* _Description of the task_
Extend the guidelines on providing mental health services online, picking up right after their final sentence.

The client should be informed of the potential risks of receiving mental health services online. For example, the potential risks of email may include (1) messages not being received and (2) confidentiality being breached. Emails could fail to be received if they are sent to the wrong address (which might also breach confidentiality) or if they just are not noticed by the counselor. Confidentiality could be breached in transit by hackers or Internet service providers or at either end by others with access to the email account or the computer. Extra safeguards should be considered when the computer is shared by family members, students, library patrons, etc.




The client should be informed of safeguards that are taken by the counselor and could be taken by himself or herself against the potential risks. For example, (1) a "return receipt" can be requested whenever an email is sent and (2) a password can be required for access to the computer or, more secure, but also more difficult to set up, encryption can be used.




The client should be informed of the alternatives to receiving mental health services online. For example, other options might include (1) receiving mental health services in person, (2) talking to a friend or family member, (3) exercising or meditating, or (4) not doing anything at all.




Some clients are not in a position to consent themselves to receive mental health services. In those cases, consent should be obtained from a parent, legal guardian, or other authorized party -- and the identity of that party should be verified.


Standard operating procedure


In general, the counselor should follow the same procedures when providing mental health services online as he or she would when providing them in person. In particular:


Boundaries of competence


The counselor should remain within his or her boundaries of competence and not attempt to address a problem online if he or she would not attempt to address the same problem in person.

* _Provided information_
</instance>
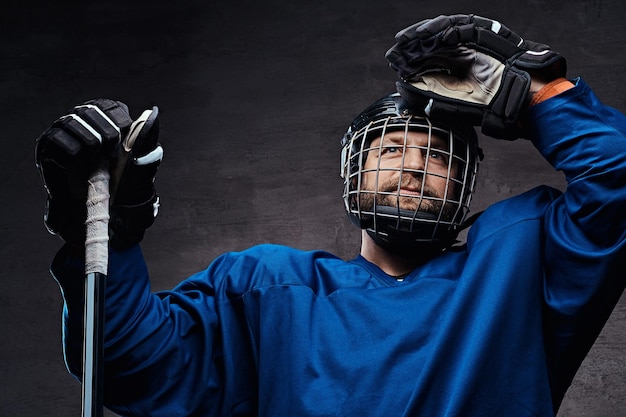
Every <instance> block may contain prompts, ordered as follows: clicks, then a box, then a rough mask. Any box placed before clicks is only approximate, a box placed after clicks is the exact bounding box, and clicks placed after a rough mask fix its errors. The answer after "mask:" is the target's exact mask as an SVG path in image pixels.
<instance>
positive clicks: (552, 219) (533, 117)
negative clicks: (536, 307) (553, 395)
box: [529, 79, 626, 393]
mask: <svg viewBox="0 0 626 417" xmlns="http://www.w3.org/2000/svg"><path fill="white" fill-rule="evenodd" d="M529 112H530V117H531V120H532V121H533V127H532V130H533V133H532V135H531V137H533V143H534V144H535V146H536V147H537V148H538V149H539V151H540V152H541V153H542V155H543V156H544V157H545V158H546V159H547V160H548V162H550V163H551V164H552V166H554V167H555V168H556V169H557V170H559V171H562V172H563V173H564V175H565V178H566V180H567V188H566V190H565V192H564V193H563V195H562V196H560V197H558V198H556V199H555V200H554V201H553V202H552V204H550V205H549V207H548V210H547V212H546V215H545V226H544V231H545V240H544V247H545V251H544V256H545V259H544V265H545V285H544V297H545V302H546V332H545V333H546V337H547V338H549V339H550V340H548V341H547V342H548V343H547V346H548V348H549V350H550V351H549V352H548V354H549V355H550V356H551V360H552V361H553V363H556V364H557V365H556V367H555V369H554V370H553V373H554V375H553V383H554V386H553V389H554V390H556V391H557V392H559V393H560V392H564V391H565V390H566V389H567V386H569V384H570V382H571V379H572V378H573V377H574V372H575V369H577V368H578V365H579V364H580V363H581V362H582V360H583V359H584V357H585V355H586V354H587V352H588V350H589V349H590V348H591V346H592V344H593V342H594V340H595V339H596V337H597V335H598V334H599V332H600V331H601V329H602V327H603V326H604V324H605V322H606V320H607V319H608V317H609V316H610V314H611V311H612V310H613V308H614V307H615V305H616V303H617V302H618V300H619V298H620V295H621V294H622V292H623V290H624V286H625V285H626V274H625V273H624V271H626V242H625V237H626V236H625V235H626V138H625V135H626V118H625V117H624V115H622V114H621V113H620V112H618V111H617V110H615V109H613V108H610V107H607V106H605V105H603V104H602V103H601V102H600V101H599V100H598V98H597V97H596V96H595V94H594V93H593V92H592V90H591V89H590V88H589V86H588V85H587V84H586V83H585V82H584V81H583V80H581V79H578V80H576V86H575V87H574V88H573V89H570V90H568V91H565V92H563V93H561V94H559V95H557V96H555V97H553V98H550V99H548V100H546V101H544V102H542V103H539V104H537V105H536V106H533V107H531V108H530V110H529Z"/></svg>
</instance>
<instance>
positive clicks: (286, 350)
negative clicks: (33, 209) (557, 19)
mask: <svg viewBox="0 0 626 417" xmlns="http://www.w3.org/2000/svg"><path fill="white" fill-rule="evenodd" d="M529 117H531V119H532V121H533V133H532V138H533V143H534V144H535V146H536V147H537V149H538V150H539V151H540V152H541V153H542V155H543V156H544V157H545V158H546V159H547V160H548V161H549V162H550V163H551V164H552V165H553V166H554V167H555V168H556V169H557V170H561V171H563V172H564V174H565V176H566V178H567V181H568V187H567V190H566V192H565V193H561V192H560V191H558V190H555V189H552V188H549V187H545V186H542V187H538V188H535V189H533V190H530V191H528V192H526V193H524V194H522V195H520V196H517V197H514V198H511V199H507V200H505V201H502V202H499V203H497V204H494V205H493V206H491V207H490V208H489V209H487V210H486V211H485V212H484V213H483V214H482V215H481V216H480V217H479V219H478V220H477V221H476V223H475V224H474V225H473V226H472V228H471V230H470V231H469V233H468V237H467V244H466V245H464V246H462V247H459V248H454V249H452V250H449V251H447V252H446V253H444V254H442V255H441V256H439V257H437V258H435V259H433V260H432V261H430V262H428V263H426V264H424V265H422V266H420V267H418V268H416V269H415V270H414V271H413V272H412V273H410V274H409V275H408V276H407V277H406V278H405V279H404V280H403V281H397V280H396V279H394V278H393V277H390V276H388V275H386V274H385V273H384V272H383V271H381V270H380V269H379V268H378V267H376V266H375V265H374V264H371V263H369V262H368V261H367V260H365V259H364V258H362V257H360V256H359V257H357V258H356V259H353V260H350V261H346V260H343V259H340V258H338V257H336V256H334V255H332V254H329V253H327V252H322V251H310V252H303V251H299V250H295V249H291V248H288V247H284V246H278V245H261V246H256V247H253V248H251V249H249V250H246V251H243V252H239V253H227V254H224V255H223V256H221V257H219V258H218V259H216V260H215V261H214V262H213V263H212V264H211V265H210V266H209V267H208V268H207V269H206V270H205V271H202V272H199V273H197V274H195V275H193V276H191V277H189V278H188V279H186V280H184V281H182V282H181V283H180V284H179V285H178V286H177V287H176V288H174V289H173V290H171V291H164V292H158V293H151V292H150V287H149V278H148V273H147V269H146V266H145V264H144V261H143V256H142V254H141V250H140V248H139V247H138V246H136V247H132V248H130V249H128V250H127V251H124V252H115V251H113V252H112V253H111V255H110V261H109V274H108V282H107V294H106V297H107V298H106V299H107V302H106V303H107V313H106V330H105V339H106V343H105V356H106V368H105V402H106V404H107V406H108V407H110V408H111V409H112V410H114V411H115V412H117V413H119V414H121V415H129V416H140V415H141V416H155V417H156V416H167V417H173V416H253V415H258V416H272V417H277V416H289V417H305V416H359V417H363V416H424V417H426V416H428V417H434V416H437V417H439V416H441V417H443V416H463V417H471V416H499V417H500V416H515V417H523V416H535V417H536V416H553V415H554V414H555V413H556V409H557V408H558V405H559V404H560V401H561V400H562V398H563V395H564V394H565V391H566V390H567V388H568V386H569V384H570V382H571V380H572V378H573V377H574V374H575V373H576V370H577V369H578V367H579V365H580V363H581V361H582V360H583V358H584V357H585V355H586V354H587V352H588V350H589V348H590V347H591V346H592V344H593V342H594V340H595V338H596V337H597V335H598V333H599V332H600V330H601V328H602V326H603V325H604V323H605V321H606V319H607V318H608V317H609V315H610V313H611V310H612V309H613V307H614V306H615V304H616V302H617V301H618V299H619V297H620V294H621V293H622V291H623V289H624V286H625V285H626V248H625V239H624V235H625V231H626V227H625V226H626V225H625V223H626V140H625V139H624V135H625V134H626V119H625V118H624V116H623V115H621V114H620V113H619V112H617V111H615V110H613V109H611V108H608V107H606V106H604V105H602V104H601V103H600V102H599V101H598V100H597V98H596V97H595V96H594V94H593V93H592V91H591V90H590V89H589V87H588V86H587V85H586V84H585V83H584V82H583V81H582V80H577V85H576V87H575V88H573V89H571V90H569V91H566V92H564V93H562V94H560V95H559V96H556V97H554V98H551V99H549V100H547V101H545V102H543V103H540V104H538V105H536V106H534V107H532V108H531V109H530V115H529ZM82 267H83V266H82V263H81V261H80V260H78V259H75V258H72V257H70V256H68V255H67V254H66V252H65V251H64V250H62V251H61V252H60V253H59V254H58V255H57V257H56V258H55V260H54V262H53V265H52V272H53V274H54V276H55V277H56V279H57V280H58V281H59V283H60V284H61V287H62V290H63V294H64V298H65V302H66V304H65V305H66V311H65V339H64V341H65V350H66V361H67V363H68V366H69V368H70V370H71V371H72V372H74V373H79V372H80V366H81V364H80V362H81V357H80V353H81V332H82V304H81V303H82V288H81V286H80V283H81V282H82V276H83V269H82Z"/></svg>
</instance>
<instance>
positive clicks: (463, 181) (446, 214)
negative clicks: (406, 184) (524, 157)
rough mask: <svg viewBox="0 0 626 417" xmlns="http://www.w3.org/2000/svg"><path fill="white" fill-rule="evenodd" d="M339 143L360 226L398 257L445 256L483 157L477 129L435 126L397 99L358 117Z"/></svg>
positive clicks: (344, 173) (358, 225)
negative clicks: (390, 160) (419, 162)
mask: <svg viewBox="0 0 626 417" xmlns="http://www.w3.org/2000/svg"><path fill="white" fill-rule="evenodd" d="M341 145H342V153H341V176H342V177H343V179H344V191H343V199H344V204H345V208H346V211H347V213H348V216H349V217H350V220H351V221H352V222H353V223H354V224H356V225H357V226H359V227H360V228H362V229H366V230H367V231H368V233H369V234H370V236H372V237H373V238H374V240H375V241H376V242H377V243H379V244H382V245H383V246H385V247H388V248H391V249H392V250H394V251H396V252H402V251H405V250H408V251H409V252H414V250H415V249H416V248H419V249H420V250H426V251H428V252H432V251H435V252H440V251H441V250H443V249H445V248H447V247H449V246H450V245H452V244H453V243H454V241H455V239H456V237H457V235H458V233H459V231H460V229H461V225H462V224H463V222H464V221H465V218H466V216H467V213H468V212H469V205H470V201H471V198H472V194H473V192H474V186H475V180H476V173H477V171H478V163H479V159H481V158H482V153H481V150H480V148H479V147H478V140H477V137H476V132H475V131H474V128H473V127H471V126H463V127H450V126H446V125H443V124H441V123H434V122H432V121H431V120H429V119H428V118H427V117H425V116H424V115H417V112H415V111H412V109H410V108H409V107H408V104H407V103H406V101H404V100H403V99H402V98H401V96H400V95H399V94H398V93H393V94H390V95H388V96H385V97H383V98H381V99H379V100H377V101H376V102H374V103H373V104H372V105H370V106H369V107H368V108H367V109H366V110H364V111H363V112H362V113H361V114H359V115H358V116H357V117H356V118H355V119H354V121H353V122H352V124H351V125H350V127H349V128H348V130H347V132H346V133H345V135H344V137H343V139H342V141H341ZM409 152H419V153H414V154H413V153H412V154H411V155H421V157H419V158H417V159H420V161H421V162H420V164H421V165H420V166H418V165H416V164H417V163H415V162H413V161H412V160H410V159H409V158H407V155H408V154H409ZM385 155H386V156H385ZM391 155H393V158H395V159H394V160H393V162H389V159H386V158H392V156H391ZM368 157H369V158H370V159H369V160H368ZM411 159H415V158H414V157H413V156H412V157H411ZM367 164H369V165H370V166H367ZM384 178H387V179H389V182H388V183H387V185H385V184H384V183H383V182H384ZM409 182H410V183H411V184H412V185H410V186H408V185H404V184H408V183H409ZM433 183H436V184H437V185H438V187H436V188H437V189H436V190H433V189H432V187H431V186H430V184H433ZM389 184H393V185H389Z"/></svg>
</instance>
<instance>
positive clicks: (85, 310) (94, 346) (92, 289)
mask: <svg viewBox="0 0 626 417" xmlns="http://www.w3.org/2000/svg"><path fill="white" fill-rule="evenodd" d="M108 224H109V173H108V170H107V169H106V168H101V169H99V170H97V171H96V172H95V173H94V174H93V175H92V177H91V178H90V179H89V181H88V190H87V221H86V235H87V238H86V240H85V309H84V315H83V318H84V335H83V375H82V381H83V384H82V415H83V417H102V415H103V369H104V303H105V286H106V274H107V268H108V257H109V253H108V240H109V226H108Z"/></svg>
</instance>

* _Exercise result_
Requirements to practice


The counselor should meet any necessary requirements (for example, be licensed) to provide mental health services where he or she is located. In fact, requirements where the client is located may also need to be met to make it legal to provide mental health services to that client. See also the above on qualifications.


Structure of the online services


The counselor and the client should agree on the frequency and mode of communication, the method for determining the fee, the estimated cost to the client, the method of payment, etc.




The counselor should adequately evaluate the client before providing any mental health services online. The client should understand that evaluation could potentially be helped or hindered by communicating online.


Confidentiality of the client


The confidentiality of the client should be protected. Information about the client should be released only with his or her permission. The client should be informed of any exceptions to this general rule.




The counselor should maintain records of the online mental health services. If those records include copies or recordings of communications with the client, the client should be informed.


Established guidelines


The counselor should of course follow the laws and other established guidelines (such as those of professional organizations) that apply to him or her.






The procedures to follow in an emergency should be discussed. These procedures should address the possibility that the counselor might not immediately receive an online communication and might involve a local backup.


Local backup


Another issue specific to online mental health services is that the counselor can be a great distance from the client. This may limit the counselor's ability to respond to an emergency. The counselor should therefore in these cases obtain the name and telephone number of a qualified local (mental) health care provider (who preferably already knows the client, such as his or her primary care physician).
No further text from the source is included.